[Extracted text]

"""

Last week, Izak Rankine of the Adelaide Crows was suspended for four matches after being caught using a homophobic slur against a Collingwood player. Rankine admitted to the use and apologised personally, but the AFL ruled: “Homophobia has no place in football.” A four-match ban, further education and plenty of headlines ensued. He’s just the latest: six AFL players have copped suspensions for the same offence in only 16 months, – and the list will keep growing.

“Adelaide and Rankine know it’s not acceptable. In an AFL environment, this behaviour is not acceptable,” said Stephen Meade, AFL General Counsel. Club coach Matthew Nicks put it plainly: “He’s not the victim.” The league’s line is clear: you say the word; you pay the price.” If you’d told my 20-year-old self this would ever happen, I’d have spilled my VB in disbelief. But all things change – mostly, for the better.

Contrast all this, now, to the AFL’s other headline: Snoop Dogg, 53, as half-time entertainment for the Grand Final. That’s right – the American rapper, famed for his smooth beats, cheeky grin … and lyrics that, well, make Izak Rankine look like a choirboy. Snoop’s rhymes celebrate (among many things) marijuana, violence, misogyny, and language so strong they need bleeping for daytime radio. Songs like Gin and Juice, Drop It Like It’s Hot, and Who Am I? (What’s My Name?) sport lyrics that push social boundaries way beyond anything Rankine mumbled on the oval.

Take this Snoop classic:

“With so much drama in the L-B-C
It’s kinda hard bein’ Snoop D-O-double-G…”

And that’s just the printable bit. His music runs the full gamut of adult themes – drug use, sexual boasts, and language we’d surely not want repeated on the field or in family-friendly stands. Indeed, if Snoop dropped some of those lyrics at quarter-time wearing footy shorts, AFL Integrity would need more than four weeks to process the fallout. He’s no stranger to controversy off the mic either: past brushes with the law, a public love-affair with cannabis, and the kind of persona that’s pure outlaw charm.

So here’s the rub. The AFL publicly bans, vilifies and educates its own for using words that most blokes over 60 heard every day as teens – even as they celebrate an international artist whose lyrics would surely gobsmack those same footy fans, and whose notoriety for drug-taking is legendary. Is the AFL sending mixed messages? You don’t need a diploma in philosophy to spot the contradiction.

"""

[Requirement] List every person mentioned by name in the article above on AFL slur bans and Snoop Dogg.

[Dataset entries]
"""

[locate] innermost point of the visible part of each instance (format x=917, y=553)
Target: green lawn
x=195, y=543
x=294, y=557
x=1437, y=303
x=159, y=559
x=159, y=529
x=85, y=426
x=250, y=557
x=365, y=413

"""

[Problem solution]
Izak Rankine
Stephen Meade
Matthew Nicks
Snoop Dogg